** BEGIN Provided data **
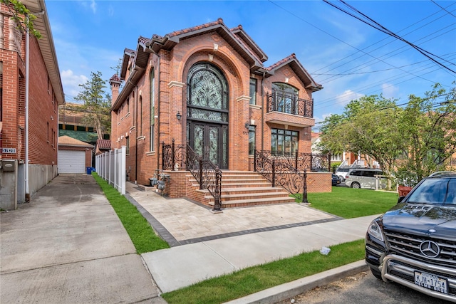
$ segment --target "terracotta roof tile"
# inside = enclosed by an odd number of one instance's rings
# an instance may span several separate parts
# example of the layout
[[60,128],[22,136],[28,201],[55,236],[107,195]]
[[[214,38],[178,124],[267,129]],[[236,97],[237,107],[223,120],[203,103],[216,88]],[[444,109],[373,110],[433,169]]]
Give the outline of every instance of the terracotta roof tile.
[[296,59],[296,54],[294,53],[292,53],[291,55],[290,55],[289,56],[288,56],[288,57],[285,57],[284,59],[282,59],[282,60],[281,60],[281,61],[277,61],[276,63],[275,63],[274,64],[273,64],[273,65],[271,65],[269,66],[268,68],[266,68],[266,69],[267,70],[274,70],[274,68],[277,68],[278,66],[280,66],[280,65],[281,65],[282,64],[286,63],[287,63],[288,61],[291,61],[291,60],[292,60],[292,59]]
[[92,145],[88,144],[87,142],[81,142],[81,140],[78,140],[75,138],[70,137],[69,136],[67,136],[67,135],[58,137],[58,145],[59,146],[86,147],[90,147],[90,148],[93,147]]
[[97,147],[99,150],[111,150],[110,140],[97,140]]
[[216,21],[208,22],[207,23],[202,24],[200,26],[193,26],[188,28],[184,28],[180,31],[173,31],[172,33],[167,34],[167,36],[168,37],[174,37],[178,35],[181,35],[182,33],[190,33],[193,31],[197,31],[202,28],[205,28],[210,26],[216,26],[217,24],[223,24],[223,19],[222,19],[222,18],[219,18]]

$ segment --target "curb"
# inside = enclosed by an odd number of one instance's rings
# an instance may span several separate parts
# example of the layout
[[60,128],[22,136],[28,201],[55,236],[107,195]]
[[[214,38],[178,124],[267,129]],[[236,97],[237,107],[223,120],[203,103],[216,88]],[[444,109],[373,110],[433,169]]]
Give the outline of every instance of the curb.
[[351,263],[313,276],[306,276],[292,282],[265,289],[244,298],[227,302],[224,304],[274,304],[293,298],[318,286],[329,284],[348,276],[366,271],[369,267],[364,260]]

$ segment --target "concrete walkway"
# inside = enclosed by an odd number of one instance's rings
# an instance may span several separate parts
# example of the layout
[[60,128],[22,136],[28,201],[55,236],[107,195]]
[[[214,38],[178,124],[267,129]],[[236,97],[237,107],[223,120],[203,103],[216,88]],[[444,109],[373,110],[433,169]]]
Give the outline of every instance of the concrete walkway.
[[[0,302],[164,303],[161,293],[363,239],[375,217],[343,219],[296,204],[214,214],[197,203],[169,199],[130,182],[125,196],[170,248],[136,254],[92,176],[61,174],[31,203],[0,215]],[[304,290],[303,284],[315,286],[325,277],[359,271],[361,266],[319,274],[311,283],[301,280],[276,286],[235,303],[274,303]]]
[[224,209],[127,183],[127,197],[171,246],[142,254],[163,293],[323,246],[363,239],[376,216],[343,219],[303,204]]
[[164,303],[90,175],[61,174],[0,225],[2,303]]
** END Provided data **
**What you need to do**
Copy out every one of the records above word for word, leaving out the pictures.

**Output of the task**
$ segment --target "terracotta roof tile"
# inside = enclosed by an odd number of one instance's rings
# an instance may span several separate parts
# example of the layout
[[60,128],[22,136],[28,201],[55,236],[107,195]]
[[[214,38],[178,124],[267,129]],[[236,97],[237,107],[223,120],[203,103],[216,88]],[[444,109],[373,110],[433,169]]]
Give the outline of every instance of the terracotta roof tile.
[[296,59],[296,54],[294,53],[292,53],[291,55],[290,55],[289,56],[288,56],[288,57],[285,57],[284,59],[282,59],[282,60],[281,60],[281,61],[277,61],[276,63],[275,63],[274,64],[273,64],[273,65],[271,65],[269,66],[268,68],[266,68],[266,69],[267,70],[274,70],[274,68],[277,68],[278,66],[280,66],[280,65],[281,65],[282,64],[286,63],[287,63],[288,61],[291,61],[291,60],[292,60],[292,59]]
[[92,145],[88,144],[87,142],[81,142],[81,140],[78,140],[75,138],[70,137],[69,136],[67,136],[67,135],[58,137],[58,145],[59,146],[86,147],[90,147],[90,148],[93,147]]
[[97,147],[99,150],[111,150],[110,140],[97,140]]
[[216,21],[208,22],[207,23],[202,24],[200,26],[193,26],[188,28],[184,28],[180,31],[173,31],[172,33],[167,34],[167,36],[168,37],[174,37],[178,35],[181,35],[182,33],[190,33],[193,31],[197,31],[202,28],[205,28],[210,26],[216,26],[217,24],[223,24],[223,19],[222,19],[222,18],[219,18]]

$ segment --target "curb"
# inside = enclosed by an odd number of one instance's rings
# an instance may span several separate parts
# example of the layout
[[60,128],[22,136],[28,201],[55,236],[107,195]]
[[[214,38],[178,124],[267,129]],[[236,97],[237,107],[223,120],[203,103],[216,88]],[[444,109],[373,110],[433,169]]]
Give the outline of every instance of the curb.
[[351,263],[313,276],[306,276],[292,282],[265,289],[244,298],[227,302],[224,304],[274,304],[293,298],[318,286],[329,284],[348,276],[366,271],[369,267],[364,260]]

$ segment --target "concrete walkway"
# inside = enclosed by an odd number of one instance's rings
# an instance may span several separate parts
# example of the layout
[[60,128],[22,136],[28,201],[55,236],[107,195]]
[[[214,38],[178,124],[267,129]],[[236,97],[237,107],[223,120],[203,103],[216,88]],[[444,109],[373,110],[433,169]]]
Give the outline of every instance of the concrete walkway.
[[[0,302],[164,303],[161,293],[363,239],[375,217],[343,219],[296,204],[214,214],[197,203],[169,199],[130,182],[125,196],[170,248],[136,254],[92,176],[61,174],[31,203],[0,215]],[[304,290],[303,284],[315,286],[325,277],[359,271],[361,266],[319,274],[311,283],[301,280],[276,286],[235,303],[274,303]]]
[[224,209],[127,183],[127,197],[171,246],[142,254],[163,293],[323,246],[363,239],[376,216],[343,219],[303,204]]
[[164,303],[90,175],[61,174],[0,225],[2,303]]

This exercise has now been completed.